— START OF TEXT SEGMENT —

Here is a more interesting version, made for a 4 core, or better, a dual cpu machine,
which:
1. does not use the greeks
2. forks out into 4 children (we could also make this 2+2, for dual-core boxes)
3. stores the calculated primes into 4 distinct "interleaves" in the same shared memory segment
4. properly finds 9 as a non-prime (the >>2 was replaced)
5. creates separated logs, and also lists all the dividers found for the other numbers
6. does not use semaphores as mutex since we are writing distinct memory locations for each child process

to get the complete sorted list of primes I will just add a small qsort at the end, or simply merge the outputs in a small easy loop, into a file. Will do this next to see the final list.

Code:
#include	<stdlib.h>
#include	<stdio.h>
#include	<unistd.h>
#include	<time.h> 
#include	<sys/types.h>
#include	<sys/ipc.h>
#include	<sys/shm.h>


#define LRS(a, b, c)    ((a >> b) & c)

#define	SHM_KEY_AUX		325000100
#define	SHM_KEY_STORAGE		325000101
#define	AUX_SIZE		2048
#define	PRIMES_STORAGE_SIZE	8000000 /* 8 million bytes => storage for 1 million primes @64bit */
/* AUX format @offsets:
	+0 total iterations
	+1 total primes found -> indicates offset on storage segment
	+2 start time
	+3 end time 1's
	+4 end time 3's
	+5 end time 7's
	+6 end time 9's
	+7 total primes found ending in 1
	+8 total primes found ending in 3
	+9 total primes found ending in 7
	+10 total primes found ending in 9
	+11 total iterations for primes ending in 1
	+12 total iterations for primes ending in 3
	+13 total iterations for primes ending in 7
	+14 total iterations for primes ending in 9

  STORAGE format @offsets:
	@+(total_primes_found ending in 1 * 4) +0 -> the primes ending in 1
	@+(total_primes_found ending in 3 * 4) +1 -> the primes ending in 3
	@+(total_primes_found ending in 7 * 4) +2 -> the primes ending in 7
	@+(total_primes_found ending in 9 * 4) +3 -> the primes ending in 9
*/

void attach_to_shm(VAD_AUX,VAD1)

— END OF TEXT SEGMENT —
— START OF SUPPLIED ENTRIES —

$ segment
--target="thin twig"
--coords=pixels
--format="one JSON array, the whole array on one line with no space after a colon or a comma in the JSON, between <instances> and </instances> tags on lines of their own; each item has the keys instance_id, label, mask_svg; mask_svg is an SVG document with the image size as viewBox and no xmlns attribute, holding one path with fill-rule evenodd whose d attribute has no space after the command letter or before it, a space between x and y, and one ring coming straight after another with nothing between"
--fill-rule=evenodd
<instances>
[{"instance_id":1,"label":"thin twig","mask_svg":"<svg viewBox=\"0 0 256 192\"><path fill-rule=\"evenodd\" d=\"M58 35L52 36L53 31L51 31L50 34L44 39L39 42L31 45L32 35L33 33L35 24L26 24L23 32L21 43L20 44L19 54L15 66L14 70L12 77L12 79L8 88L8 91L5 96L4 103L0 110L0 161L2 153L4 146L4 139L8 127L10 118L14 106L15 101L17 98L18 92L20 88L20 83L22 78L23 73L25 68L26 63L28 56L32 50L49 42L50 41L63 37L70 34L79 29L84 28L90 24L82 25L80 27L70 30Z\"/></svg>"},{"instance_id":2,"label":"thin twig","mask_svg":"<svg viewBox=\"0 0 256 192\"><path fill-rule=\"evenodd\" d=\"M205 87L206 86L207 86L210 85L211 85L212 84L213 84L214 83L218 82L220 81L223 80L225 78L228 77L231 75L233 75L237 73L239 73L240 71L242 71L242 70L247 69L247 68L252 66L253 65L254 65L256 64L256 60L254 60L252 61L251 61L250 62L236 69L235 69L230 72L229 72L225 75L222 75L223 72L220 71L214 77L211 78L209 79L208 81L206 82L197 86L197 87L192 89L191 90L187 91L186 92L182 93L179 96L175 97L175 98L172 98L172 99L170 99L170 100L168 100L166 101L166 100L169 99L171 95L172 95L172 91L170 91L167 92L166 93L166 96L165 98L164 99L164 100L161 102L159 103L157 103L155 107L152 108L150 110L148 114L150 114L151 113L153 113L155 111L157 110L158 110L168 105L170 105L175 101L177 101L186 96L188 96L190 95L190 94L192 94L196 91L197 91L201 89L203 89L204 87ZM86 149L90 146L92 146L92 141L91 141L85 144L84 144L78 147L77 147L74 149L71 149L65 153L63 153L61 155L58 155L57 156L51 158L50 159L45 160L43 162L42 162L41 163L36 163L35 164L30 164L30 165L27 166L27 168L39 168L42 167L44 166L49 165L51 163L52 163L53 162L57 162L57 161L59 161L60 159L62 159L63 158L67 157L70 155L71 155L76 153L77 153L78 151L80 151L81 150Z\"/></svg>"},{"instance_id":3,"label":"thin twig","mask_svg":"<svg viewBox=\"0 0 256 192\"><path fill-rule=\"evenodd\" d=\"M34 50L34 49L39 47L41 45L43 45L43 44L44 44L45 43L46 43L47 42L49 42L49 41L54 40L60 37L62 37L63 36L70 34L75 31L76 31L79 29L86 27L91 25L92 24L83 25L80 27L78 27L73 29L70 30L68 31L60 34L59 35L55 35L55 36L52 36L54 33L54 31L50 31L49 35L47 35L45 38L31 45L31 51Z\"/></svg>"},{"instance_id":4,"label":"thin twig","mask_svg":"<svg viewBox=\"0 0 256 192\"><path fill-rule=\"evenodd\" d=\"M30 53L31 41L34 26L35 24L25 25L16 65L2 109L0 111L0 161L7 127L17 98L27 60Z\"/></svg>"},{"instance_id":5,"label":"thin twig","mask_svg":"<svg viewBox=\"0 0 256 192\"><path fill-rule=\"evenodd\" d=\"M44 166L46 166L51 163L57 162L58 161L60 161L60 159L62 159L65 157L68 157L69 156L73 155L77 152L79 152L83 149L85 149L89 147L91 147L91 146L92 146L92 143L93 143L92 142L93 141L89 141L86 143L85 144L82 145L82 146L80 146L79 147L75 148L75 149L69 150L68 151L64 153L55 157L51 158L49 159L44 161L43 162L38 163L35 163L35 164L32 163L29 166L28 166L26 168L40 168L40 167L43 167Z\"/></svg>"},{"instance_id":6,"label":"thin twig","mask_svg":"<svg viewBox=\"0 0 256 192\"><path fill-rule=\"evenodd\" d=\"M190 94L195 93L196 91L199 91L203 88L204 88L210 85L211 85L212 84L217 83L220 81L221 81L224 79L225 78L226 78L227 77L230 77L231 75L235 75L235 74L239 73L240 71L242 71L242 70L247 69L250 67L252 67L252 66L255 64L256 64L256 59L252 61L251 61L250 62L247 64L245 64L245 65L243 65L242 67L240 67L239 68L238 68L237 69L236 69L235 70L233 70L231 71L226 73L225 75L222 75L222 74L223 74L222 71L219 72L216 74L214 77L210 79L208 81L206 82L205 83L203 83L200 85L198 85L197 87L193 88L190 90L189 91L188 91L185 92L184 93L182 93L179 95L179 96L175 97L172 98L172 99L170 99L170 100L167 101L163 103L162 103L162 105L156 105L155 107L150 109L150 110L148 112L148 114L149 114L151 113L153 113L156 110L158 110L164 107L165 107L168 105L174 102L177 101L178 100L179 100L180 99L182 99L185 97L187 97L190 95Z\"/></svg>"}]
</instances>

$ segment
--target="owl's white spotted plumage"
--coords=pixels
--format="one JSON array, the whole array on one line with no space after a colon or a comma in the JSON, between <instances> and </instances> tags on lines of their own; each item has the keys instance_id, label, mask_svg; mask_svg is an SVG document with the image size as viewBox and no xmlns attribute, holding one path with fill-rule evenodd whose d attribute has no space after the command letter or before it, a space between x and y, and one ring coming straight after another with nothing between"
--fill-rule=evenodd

— END OF SUPPLIED ENTRIES —

- _EXERCISE INSTRUCTIONS_
1. Please print the part of the prime-number post between "3. stores the" and "the final list.", inclusive.
2. List every line of the records containing the string "target", treating uppercase and lowercase as different.

- _RESULTS BY TASK_
1.
3. stores the calculated primes into 4 distinct "interleaves" in the same shared memory segment
4. properly finds 9 as a non-prime (the >>2 was replaced)
5. creates separated logs, and also lists all the dividers found for the other numbers
6. does not use semaphores as mutex since we are writing distinct memory locations for each child process

to get the complete sorted list of primes I will just add a small qsort at the end, or simply merge the outputs in a small easy loop, into a file. Will do this next to see the final list.

2.
--target="thin twig"
--target="owl's white spotted plumage"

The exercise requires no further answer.